**Given text**
[Start of Attachment]

Sue loses her baby, turns herself to religion and leaves Jude. She returns to Philloston and they marry again. The Church and the Society think that things came back to normality, on the contrary, Jude defines the marriage as a "fanatic prostitution". He accepts to remarry Arabella, but, alcoholic and sick, dies soon after.

A Critic to Marriage

Hardy is inclined to see marriage with cynicism, especially because he was conscious of the situation of women, heavily disadvataged by the laws of nature.

There are no happy marriages in the book. Jude, when married to Arabella, feels trapped in a hopeless situation. He knows that the earthly and practical woman does not suits him. When he remarries her, he is drunk and, anyway, he does not care anymore.

Sue's marriage to Philloston is another example of disaster. She does not realizes the enormity of the step she has taken. Barely a month later she admits that perhaps the event was rashed. When she goes back to Philloston, after her "conversion", the decision is part of her personal plan to expiate her ipotethicals sins and marriage is seen as a punishment.

Sue is the loudest critic of matrimony in the novel. She calls it a "sordid contract" and a "hopelessy vulgar" institution. Her major fear is that "an iron contract should estinguish" all tenderness between Jude and her. The apotheosis of this view is underlined in this passage: "the flowers in the bride's hand are sadly like the garland which decked the heifers of sacrifice in old times".

Hardy also raises some valid criticism of the overly rigid attitude of society towards the unconventional and the unmarried. Philloston charity in letting Sue go scandalizes the school authorities and his carrier is ruined. The same happens when the neighbors discover that Sue and Jude are unwed: they cold-shoulder them and Father Time is taunted at school. Society is vindictive and intolerant on those who deviate from its codes.

[End of Attachment]

**Tasks**
1. Write out the passage on Hardy's view of marriage word for word, beginning at the words "Hardy is inclined" and stopping after the words "as a punishment.".
2. Extend the passage on Hardy's critique of marriage in the novel, picking up from its final sentence.
The records are not needed for the tasks.

**Material shown**
[Start of Attachment]

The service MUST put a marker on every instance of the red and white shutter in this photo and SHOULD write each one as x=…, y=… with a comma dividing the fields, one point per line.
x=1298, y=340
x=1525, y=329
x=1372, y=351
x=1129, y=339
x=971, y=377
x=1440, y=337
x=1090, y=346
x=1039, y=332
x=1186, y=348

[End of Attachment]

**Exercise answers**
1.
Hardy is inclined to see marriage with cynicism, especially because he was conscious of the situation of women, heavily disadvataged by the laws of nature.

There are no happy marriages in the book. Jude, when married to Arabella, feels trapped in a hopeless situation. He knows that the earthly and practical woman does not suits him. When he remarries her, he is drunk and, anyway, he does not care anymore.

Sue's marriage to Philloston is another example of disaster. She does not realizes the enormity of the step she has taken. Barely a month later she admits that perhaps the event was rashed. When she goes back to Philloston, after her "conversion", the decision is part of her personal plan to expiate her ipotethicals sins and marriage is seen as a punishment.

2.
Abscence of Freedom and Suicide

Jude the Obscure intensifies the despair of the previous novels. There is no hope for Jude and Sue. Their Romantic ideals are so strongly linked to their  personalities and so anthitetical to their society that they are better off dead than living in this world.

The tone of the novel is much darker, bitter and cynical than any other Hardy's work. It expresses a tragic vision, as voiced by Sue: "it seems such a terribly tragic thing to bring beings into the world".

The theme of suicide is present throughout the novel, even if not always in a direct way.

After the disappointment of his first marriage, Jude, who hears of his mother suicide, wants to imitate her. He steps on a large frozen pond, jumping up and down on the ice, trying to crack it and drown. But the ice is too much solid and Jude interprets this as a sign. He thinks he is meant to be a student in Christminster, but the author comments "he was not a sufficiently dignified person for suicide. Peaceful death abhorred him as a subject".

Even the result of the unions of the main character with his "wives" are lost through suicide. One of the most guesome and touching passage of the novel is the death of the children. Little Father Time is certainly one of the most hopeless and death-embracing figures in literature. Convinced by Sue that there is no worth living and that they are too many, he preceeds to hang both of his younger siblings and himself. He leaves a piece of paper on which he wrote: "Done because we are too menny".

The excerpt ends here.